Stated problem
From the items below, pull out every line that contains the string "steel" and copy each one in full. Case counts.

Records provided
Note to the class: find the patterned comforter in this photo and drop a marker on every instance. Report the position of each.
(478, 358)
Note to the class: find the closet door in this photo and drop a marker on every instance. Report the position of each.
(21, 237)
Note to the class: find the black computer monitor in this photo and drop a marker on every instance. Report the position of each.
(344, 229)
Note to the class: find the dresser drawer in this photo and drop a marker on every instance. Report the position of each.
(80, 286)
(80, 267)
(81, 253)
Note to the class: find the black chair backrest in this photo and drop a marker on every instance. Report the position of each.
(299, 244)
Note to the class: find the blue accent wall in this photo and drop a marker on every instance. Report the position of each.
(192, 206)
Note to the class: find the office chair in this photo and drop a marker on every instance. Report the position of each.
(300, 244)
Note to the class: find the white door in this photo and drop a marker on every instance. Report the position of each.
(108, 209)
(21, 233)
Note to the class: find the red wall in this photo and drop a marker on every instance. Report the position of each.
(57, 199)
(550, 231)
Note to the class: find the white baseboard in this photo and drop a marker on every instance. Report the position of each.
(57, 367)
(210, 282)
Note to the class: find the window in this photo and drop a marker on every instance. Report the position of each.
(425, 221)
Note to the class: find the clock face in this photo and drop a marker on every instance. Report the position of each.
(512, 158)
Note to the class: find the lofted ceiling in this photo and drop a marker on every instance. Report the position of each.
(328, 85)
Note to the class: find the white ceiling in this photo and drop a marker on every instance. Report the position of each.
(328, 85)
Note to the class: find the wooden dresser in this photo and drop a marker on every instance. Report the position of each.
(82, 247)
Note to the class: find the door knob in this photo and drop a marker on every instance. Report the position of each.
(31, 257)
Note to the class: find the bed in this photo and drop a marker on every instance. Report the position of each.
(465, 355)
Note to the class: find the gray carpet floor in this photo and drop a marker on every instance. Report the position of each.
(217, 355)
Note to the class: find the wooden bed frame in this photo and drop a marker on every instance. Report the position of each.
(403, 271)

--

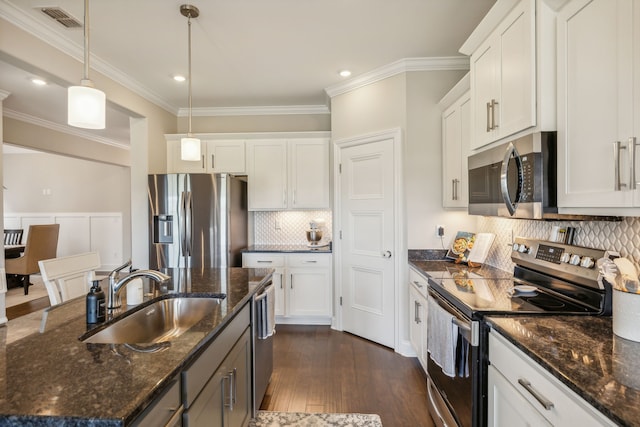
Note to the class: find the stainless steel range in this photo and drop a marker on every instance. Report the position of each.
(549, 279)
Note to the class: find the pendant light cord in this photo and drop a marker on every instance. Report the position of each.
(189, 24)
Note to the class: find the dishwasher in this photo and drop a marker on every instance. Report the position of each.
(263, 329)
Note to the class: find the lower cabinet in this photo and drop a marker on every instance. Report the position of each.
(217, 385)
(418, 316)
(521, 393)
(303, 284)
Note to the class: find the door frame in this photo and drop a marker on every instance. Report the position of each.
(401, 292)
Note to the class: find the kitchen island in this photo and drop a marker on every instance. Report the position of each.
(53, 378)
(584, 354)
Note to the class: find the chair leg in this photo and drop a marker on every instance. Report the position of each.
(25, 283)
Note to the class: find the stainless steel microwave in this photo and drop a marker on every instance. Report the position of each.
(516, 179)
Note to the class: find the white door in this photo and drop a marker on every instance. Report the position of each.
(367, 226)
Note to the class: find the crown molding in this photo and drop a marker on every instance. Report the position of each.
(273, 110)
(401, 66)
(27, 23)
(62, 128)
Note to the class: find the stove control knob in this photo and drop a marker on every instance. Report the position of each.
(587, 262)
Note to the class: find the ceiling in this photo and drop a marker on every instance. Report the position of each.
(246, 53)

Solution
Note to the class: find the stainless steel range in this photo and drop a marker on every instance. Report the position of each.
Note to the class: find the stainless steel microwave in this photo and drop a marker on every instance. Report the position of each.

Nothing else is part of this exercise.